**Text section:**
+ + + + +
Reputation: 299
have a dataframe of 323 column and 10348 row . i want to divide it using stratified k-Fold using the following code
df= pd.read_csv("path")
x=df.loc[:, ~df.columns.isin(['flag'])]
y= df['flag']
StratifiedKFold(n_splits=5, random_state=None, shuffle=False)
for train_index, test_index in skf.split(x, y):
print("TRAIN:", train_index, "TEST:", test_index)
x_train, x_test = x[train_index], x[test_index]
y_train, y_test = y[train_index], y[test_index]
but i get the following error
KeyError: "None of [Int64Index([ 0, 1, 2, 3, 4, 5, 6, 7, 8,\n 10,\n ...\n 10338, 10339, 10340, 10341, 10342, 10343, 10344, 10345, 10346,\n 10347],\n dtype='int64', length=9313)] are in the [columns]"
any one tell me why i get this error and how to fix it
Upvotes: 1
Views: 11618
Reputation: 112
you can also use df.take(indices_list,axis=0)
x_train, x_test = x.take(list(train_index),axis=0), x.take(list(test_index),axis=0)
https://pandas.pydata.org/pandas-docs/stable/reference/api/pandas.DataFrame.take.html
Upvotes: 1
Reputation: 76
Seems like you have a data frame slicing issue rather than something wrong with StratifiedKFold itself. I crafted a df for that purpose and solved it using iloc to slice an array of indexes here:
from sklearn import model_selection
# The list of some column names in flag
flag = ["raw_sentence", "score"]
x=df.loc[:, ~df.columns.isin(flag)].copy()
y= df[flag].copy()
skf =model_selection.StratifiedKFold(n_splits=2, random_state=None, shuffle=False)
for train_index, test_index in skf.split(x, y):
print("TRAIN:", train_index, "TEST:", test_index)
x_train, x_test = x.iloc[list(train_index)], x.iloc[list(test_index)]
And train_indexes and test_indexes being nd-arrays kinda messes the work here, i convert them to the lists.
you may refer: https://pandas.pydata.org/pandas-docs/stable/user_guide/indexing.html
Upvotes: 4
Reputation: 1
Try changing pandas dataframe to numpy array as follow:
pd.DataFrame({"A": [1, 2], "B": [3, 4]}).to_numpy()
array([[1, 3],
[2, 4]])
Upvotes: 0
+ + + + +
**Work request:**
Using the forum thread above, answer:
1. How many columns and rows does the asker's dataframe have?
2. Which pandas DataFrame method does the reply with reputation 112 suggest for selecting rows by index?
3. In the reply that builds its own dataframe, what does the author convert train_index and test_index into?

**Dataset extract:**
+ + + + +
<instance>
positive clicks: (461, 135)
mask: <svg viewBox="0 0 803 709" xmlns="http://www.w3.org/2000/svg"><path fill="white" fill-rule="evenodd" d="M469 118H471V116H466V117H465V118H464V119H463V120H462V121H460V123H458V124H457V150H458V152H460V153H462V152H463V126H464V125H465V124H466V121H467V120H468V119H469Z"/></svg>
+ + + + +
**Answer below:**
1. 323 columns and 10348 rows.
2. take, called with axis=0.
3. Lists.